Collected data

########################################

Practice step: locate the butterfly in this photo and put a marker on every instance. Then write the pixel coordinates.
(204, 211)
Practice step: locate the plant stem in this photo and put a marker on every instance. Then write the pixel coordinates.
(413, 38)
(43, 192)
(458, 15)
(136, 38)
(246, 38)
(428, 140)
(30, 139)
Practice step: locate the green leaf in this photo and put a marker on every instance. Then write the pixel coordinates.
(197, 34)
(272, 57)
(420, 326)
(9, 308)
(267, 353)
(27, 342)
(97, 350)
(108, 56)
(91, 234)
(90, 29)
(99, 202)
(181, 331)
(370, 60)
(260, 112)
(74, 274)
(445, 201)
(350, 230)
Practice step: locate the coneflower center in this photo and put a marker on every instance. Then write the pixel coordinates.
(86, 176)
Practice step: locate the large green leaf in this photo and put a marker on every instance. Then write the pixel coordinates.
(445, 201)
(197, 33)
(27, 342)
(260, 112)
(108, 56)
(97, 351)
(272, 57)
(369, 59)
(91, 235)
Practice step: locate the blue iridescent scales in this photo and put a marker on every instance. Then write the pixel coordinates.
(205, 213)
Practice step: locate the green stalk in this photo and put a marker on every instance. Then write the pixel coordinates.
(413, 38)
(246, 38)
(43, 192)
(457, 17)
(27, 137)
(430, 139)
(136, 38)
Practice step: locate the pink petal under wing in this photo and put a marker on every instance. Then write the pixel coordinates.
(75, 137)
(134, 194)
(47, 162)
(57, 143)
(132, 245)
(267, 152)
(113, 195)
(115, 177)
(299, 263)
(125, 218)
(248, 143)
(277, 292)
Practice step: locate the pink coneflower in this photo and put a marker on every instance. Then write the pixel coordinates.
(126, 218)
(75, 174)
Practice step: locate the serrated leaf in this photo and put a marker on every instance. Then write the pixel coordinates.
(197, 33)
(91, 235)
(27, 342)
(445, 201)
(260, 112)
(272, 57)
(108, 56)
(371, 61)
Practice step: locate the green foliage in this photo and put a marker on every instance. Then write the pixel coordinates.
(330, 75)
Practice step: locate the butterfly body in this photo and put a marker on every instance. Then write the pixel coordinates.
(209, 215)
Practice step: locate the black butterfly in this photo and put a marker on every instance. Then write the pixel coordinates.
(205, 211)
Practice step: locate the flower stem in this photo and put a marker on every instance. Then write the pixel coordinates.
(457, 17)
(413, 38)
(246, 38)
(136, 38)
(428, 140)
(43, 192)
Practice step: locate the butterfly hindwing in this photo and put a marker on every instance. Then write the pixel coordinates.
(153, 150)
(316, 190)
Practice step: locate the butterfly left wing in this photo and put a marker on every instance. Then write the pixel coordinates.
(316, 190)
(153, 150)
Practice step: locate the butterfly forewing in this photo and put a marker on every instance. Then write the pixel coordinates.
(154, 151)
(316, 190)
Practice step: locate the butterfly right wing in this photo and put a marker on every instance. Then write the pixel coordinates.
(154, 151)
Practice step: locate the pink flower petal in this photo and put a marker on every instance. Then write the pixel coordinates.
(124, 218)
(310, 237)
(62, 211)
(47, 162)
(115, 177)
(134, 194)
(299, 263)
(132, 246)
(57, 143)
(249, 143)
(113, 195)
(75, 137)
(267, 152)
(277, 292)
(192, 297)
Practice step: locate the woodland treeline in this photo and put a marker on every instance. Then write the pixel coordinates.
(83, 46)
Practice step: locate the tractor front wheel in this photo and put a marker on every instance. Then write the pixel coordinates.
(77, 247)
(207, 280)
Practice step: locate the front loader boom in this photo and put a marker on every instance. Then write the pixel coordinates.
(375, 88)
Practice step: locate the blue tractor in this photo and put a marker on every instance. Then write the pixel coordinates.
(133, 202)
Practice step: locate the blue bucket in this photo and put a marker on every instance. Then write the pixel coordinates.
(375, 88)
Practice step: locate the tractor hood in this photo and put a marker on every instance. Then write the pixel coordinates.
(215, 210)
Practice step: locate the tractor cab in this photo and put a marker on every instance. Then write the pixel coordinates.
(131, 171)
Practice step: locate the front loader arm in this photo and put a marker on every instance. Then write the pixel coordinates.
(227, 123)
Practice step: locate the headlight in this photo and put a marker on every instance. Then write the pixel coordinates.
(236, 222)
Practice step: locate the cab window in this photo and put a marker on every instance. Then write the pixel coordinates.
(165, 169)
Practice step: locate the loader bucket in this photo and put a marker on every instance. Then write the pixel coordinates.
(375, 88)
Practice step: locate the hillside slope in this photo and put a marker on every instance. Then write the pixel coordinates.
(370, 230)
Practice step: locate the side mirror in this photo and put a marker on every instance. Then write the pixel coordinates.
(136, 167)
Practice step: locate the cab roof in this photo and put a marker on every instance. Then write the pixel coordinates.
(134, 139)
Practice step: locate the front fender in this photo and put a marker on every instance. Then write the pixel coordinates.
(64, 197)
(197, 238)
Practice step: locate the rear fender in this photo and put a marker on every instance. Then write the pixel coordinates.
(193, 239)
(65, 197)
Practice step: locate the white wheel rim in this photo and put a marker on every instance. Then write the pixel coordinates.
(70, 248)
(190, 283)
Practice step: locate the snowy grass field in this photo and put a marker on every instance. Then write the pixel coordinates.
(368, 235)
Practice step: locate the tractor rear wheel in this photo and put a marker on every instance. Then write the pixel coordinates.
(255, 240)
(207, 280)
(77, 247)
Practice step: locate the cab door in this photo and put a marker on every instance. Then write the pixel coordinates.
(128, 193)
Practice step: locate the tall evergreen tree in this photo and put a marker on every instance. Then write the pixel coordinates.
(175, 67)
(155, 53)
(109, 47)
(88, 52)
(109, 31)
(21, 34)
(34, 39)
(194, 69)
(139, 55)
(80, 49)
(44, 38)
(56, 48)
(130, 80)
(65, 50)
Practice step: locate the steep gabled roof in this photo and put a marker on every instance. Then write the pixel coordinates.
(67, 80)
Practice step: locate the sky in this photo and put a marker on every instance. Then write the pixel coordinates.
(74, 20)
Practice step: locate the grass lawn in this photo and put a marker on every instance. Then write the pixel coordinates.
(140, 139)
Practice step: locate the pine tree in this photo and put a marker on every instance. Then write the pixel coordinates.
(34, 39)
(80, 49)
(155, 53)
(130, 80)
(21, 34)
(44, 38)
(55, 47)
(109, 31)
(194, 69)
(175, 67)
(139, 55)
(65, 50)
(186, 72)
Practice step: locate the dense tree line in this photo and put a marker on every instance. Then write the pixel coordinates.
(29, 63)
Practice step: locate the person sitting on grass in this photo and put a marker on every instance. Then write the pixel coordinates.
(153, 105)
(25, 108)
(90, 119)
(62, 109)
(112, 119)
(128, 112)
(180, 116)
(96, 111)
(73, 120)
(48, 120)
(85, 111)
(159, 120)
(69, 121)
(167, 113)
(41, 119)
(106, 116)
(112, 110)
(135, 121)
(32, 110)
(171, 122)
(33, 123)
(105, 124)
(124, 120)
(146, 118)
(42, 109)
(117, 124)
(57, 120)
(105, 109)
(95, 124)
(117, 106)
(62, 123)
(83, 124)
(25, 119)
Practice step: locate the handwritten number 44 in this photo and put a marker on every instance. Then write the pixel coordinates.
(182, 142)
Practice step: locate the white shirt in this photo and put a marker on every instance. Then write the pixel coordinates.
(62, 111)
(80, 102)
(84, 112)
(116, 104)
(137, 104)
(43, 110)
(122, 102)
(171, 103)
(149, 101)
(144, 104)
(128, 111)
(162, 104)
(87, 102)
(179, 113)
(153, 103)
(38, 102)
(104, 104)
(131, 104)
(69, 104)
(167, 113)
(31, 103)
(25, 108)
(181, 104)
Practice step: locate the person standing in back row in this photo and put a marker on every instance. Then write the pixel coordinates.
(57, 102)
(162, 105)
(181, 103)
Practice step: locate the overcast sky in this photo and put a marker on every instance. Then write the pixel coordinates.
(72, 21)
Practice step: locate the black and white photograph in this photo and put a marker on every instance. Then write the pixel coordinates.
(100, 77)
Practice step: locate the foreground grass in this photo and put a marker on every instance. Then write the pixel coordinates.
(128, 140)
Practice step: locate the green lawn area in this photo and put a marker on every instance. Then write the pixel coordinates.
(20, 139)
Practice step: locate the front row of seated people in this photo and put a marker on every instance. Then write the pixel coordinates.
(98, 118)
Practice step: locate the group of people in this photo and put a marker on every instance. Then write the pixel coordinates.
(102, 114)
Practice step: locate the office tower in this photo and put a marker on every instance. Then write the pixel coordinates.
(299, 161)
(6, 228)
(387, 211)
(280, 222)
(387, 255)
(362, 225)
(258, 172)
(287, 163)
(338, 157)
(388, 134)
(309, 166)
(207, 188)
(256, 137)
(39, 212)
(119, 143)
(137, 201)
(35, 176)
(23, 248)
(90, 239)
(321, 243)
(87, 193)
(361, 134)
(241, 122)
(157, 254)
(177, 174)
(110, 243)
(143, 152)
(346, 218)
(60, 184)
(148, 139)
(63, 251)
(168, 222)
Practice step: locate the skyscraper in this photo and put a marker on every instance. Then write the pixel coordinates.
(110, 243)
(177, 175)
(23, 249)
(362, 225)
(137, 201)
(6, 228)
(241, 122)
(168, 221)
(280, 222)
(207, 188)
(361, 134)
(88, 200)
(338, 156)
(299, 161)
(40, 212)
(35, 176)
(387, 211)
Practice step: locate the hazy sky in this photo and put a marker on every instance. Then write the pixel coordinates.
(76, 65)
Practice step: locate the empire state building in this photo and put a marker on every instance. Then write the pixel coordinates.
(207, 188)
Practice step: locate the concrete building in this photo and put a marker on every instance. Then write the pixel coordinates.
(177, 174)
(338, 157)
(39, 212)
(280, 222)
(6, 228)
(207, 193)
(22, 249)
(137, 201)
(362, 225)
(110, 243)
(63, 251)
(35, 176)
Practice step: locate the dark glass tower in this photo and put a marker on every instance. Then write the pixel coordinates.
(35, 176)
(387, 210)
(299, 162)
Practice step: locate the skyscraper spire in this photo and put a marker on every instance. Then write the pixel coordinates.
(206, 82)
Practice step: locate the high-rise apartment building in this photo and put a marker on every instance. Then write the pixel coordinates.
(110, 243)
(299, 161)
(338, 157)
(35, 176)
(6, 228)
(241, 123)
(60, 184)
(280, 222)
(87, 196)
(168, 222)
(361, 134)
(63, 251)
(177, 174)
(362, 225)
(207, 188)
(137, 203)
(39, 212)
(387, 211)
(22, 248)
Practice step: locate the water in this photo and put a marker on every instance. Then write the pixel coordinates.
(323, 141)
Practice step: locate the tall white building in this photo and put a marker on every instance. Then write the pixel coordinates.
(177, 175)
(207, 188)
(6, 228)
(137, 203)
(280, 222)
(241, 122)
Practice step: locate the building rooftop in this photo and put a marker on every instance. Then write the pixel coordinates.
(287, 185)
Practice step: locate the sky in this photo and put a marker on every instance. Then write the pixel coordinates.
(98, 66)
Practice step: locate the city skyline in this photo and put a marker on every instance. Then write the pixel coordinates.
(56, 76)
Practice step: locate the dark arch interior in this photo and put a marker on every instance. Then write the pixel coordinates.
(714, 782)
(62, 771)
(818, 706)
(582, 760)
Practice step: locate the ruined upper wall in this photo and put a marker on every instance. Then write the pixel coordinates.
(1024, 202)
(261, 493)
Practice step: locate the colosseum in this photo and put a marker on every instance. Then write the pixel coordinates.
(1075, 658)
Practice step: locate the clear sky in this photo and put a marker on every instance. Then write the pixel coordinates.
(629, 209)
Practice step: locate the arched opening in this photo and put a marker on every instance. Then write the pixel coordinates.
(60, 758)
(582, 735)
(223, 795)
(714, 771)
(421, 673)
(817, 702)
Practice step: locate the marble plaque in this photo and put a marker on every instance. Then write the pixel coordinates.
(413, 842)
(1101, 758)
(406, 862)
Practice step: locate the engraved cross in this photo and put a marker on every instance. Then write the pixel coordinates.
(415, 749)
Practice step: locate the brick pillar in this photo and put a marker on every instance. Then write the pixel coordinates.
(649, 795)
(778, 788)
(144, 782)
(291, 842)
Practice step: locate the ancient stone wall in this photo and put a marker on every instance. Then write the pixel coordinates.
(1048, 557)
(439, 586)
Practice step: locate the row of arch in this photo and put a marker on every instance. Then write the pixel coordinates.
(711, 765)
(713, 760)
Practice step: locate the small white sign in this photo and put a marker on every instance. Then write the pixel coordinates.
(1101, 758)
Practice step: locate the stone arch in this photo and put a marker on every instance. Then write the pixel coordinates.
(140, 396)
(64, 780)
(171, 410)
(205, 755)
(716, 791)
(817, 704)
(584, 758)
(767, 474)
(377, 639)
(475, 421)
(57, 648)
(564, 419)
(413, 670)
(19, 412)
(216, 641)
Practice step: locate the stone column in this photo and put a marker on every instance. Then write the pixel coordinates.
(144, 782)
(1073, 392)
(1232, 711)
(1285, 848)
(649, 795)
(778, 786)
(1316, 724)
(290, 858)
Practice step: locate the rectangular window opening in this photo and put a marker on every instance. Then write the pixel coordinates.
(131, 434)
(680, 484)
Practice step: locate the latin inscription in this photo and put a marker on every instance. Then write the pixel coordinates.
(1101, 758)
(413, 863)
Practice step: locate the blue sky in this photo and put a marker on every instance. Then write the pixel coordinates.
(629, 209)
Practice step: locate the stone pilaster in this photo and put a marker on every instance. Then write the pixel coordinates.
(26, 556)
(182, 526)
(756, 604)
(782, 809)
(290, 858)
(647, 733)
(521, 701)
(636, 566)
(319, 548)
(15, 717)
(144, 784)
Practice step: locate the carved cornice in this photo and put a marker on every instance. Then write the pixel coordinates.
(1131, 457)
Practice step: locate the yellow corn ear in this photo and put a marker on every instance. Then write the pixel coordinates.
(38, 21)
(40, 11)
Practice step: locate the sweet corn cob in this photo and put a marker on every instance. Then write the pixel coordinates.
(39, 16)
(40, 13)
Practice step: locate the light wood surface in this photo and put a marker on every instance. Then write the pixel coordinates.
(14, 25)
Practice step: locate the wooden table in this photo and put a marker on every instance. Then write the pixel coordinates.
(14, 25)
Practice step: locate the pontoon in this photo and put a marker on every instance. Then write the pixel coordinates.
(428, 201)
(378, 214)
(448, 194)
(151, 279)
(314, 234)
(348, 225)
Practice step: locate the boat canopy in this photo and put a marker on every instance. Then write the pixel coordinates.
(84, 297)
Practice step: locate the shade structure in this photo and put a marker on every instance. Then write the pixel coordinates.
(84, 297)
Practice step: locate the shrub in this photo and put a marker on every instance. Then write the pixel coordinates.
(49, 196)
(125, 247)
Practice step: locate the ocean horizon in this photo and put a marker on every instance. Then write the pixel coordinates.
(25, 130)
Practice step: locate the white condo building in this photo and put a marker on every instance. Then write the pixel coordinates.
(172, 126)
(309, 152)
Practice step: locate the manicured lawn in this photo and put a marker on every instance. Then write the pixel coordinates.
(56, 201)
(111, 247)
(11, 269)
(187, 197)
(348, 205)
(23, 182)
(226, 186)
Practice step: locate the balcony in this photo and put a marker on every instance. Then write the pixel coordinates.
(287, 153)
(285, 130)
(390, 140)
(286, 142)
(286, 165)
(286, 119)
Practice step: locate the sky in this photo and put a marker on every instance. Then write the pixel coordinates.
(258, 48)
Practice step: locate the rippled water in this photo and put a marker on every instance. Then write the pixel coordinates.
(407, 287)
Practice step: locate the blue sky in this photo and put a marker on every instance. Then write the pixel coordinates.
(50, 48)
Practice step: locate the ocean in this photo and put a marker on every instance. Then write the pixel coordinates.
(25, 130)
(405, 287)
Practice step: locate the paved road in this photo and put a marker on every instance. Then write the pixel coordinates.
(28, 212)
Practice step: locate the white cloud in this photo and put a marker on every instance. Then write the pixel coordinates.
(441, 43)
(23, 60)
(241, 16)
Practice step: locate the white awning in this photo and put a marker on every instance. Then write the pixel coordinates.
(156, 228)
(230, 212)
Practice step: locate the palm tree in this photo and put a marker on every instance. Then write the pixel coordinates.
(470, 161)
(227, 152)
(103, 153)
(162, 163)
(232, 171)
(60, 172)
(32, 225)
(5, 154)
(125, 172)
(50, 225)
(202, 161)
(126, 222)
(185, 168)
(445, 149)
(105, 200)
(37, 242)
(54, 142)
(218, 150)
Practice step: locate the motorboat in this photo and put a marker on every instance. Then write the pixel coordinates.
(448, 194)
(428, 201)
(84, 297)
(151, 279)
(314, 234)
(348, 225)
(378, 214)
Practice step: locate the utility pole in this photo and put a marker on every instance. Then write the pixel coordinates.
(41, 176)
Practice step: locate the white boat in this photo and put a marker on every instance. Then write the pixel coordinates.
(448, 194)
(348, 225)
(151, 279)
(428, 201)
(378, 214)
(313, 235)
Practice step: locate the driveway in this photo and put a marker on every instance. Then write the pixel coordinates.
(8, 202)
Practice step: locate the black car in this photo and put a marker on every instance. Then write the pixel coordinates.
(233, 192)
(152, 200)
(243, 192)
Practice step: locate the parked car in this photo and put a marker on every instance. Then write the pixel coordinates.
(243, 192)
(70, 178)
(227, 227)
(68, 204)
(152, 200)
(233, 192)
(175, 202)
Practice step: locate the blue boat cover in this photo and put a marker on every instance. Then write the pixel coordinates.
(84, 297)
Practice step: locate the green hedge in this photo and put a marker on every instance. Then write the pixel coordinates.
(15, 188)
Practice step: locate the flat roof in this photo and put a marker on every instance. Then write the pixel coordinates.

########################################

The lines from the one containing "Practice step: locate the parked" through the last line of the records are to be transcribed exactly, with nothing else added.

Practice step: locate the parked car in this photo and put a marker on every instance. Then write the pixel coordinates.
(243, 192)
(70, 178)
(227, 227)
(68, 204)
(152, 200)
(233, 192)
(175, 202)
Practice step: locate the blue boat cover in this photo and put a marker on every instance. Then write the pixel coordinates.
(84, 297)
Practice step: locate the green hedge in this photo and put a marker on every instance. Then write the pixel coordinates.
(15, 188)
Practice step: locate the flat roof in this photo and put a marker on every instance. Then write the pixel coordinates.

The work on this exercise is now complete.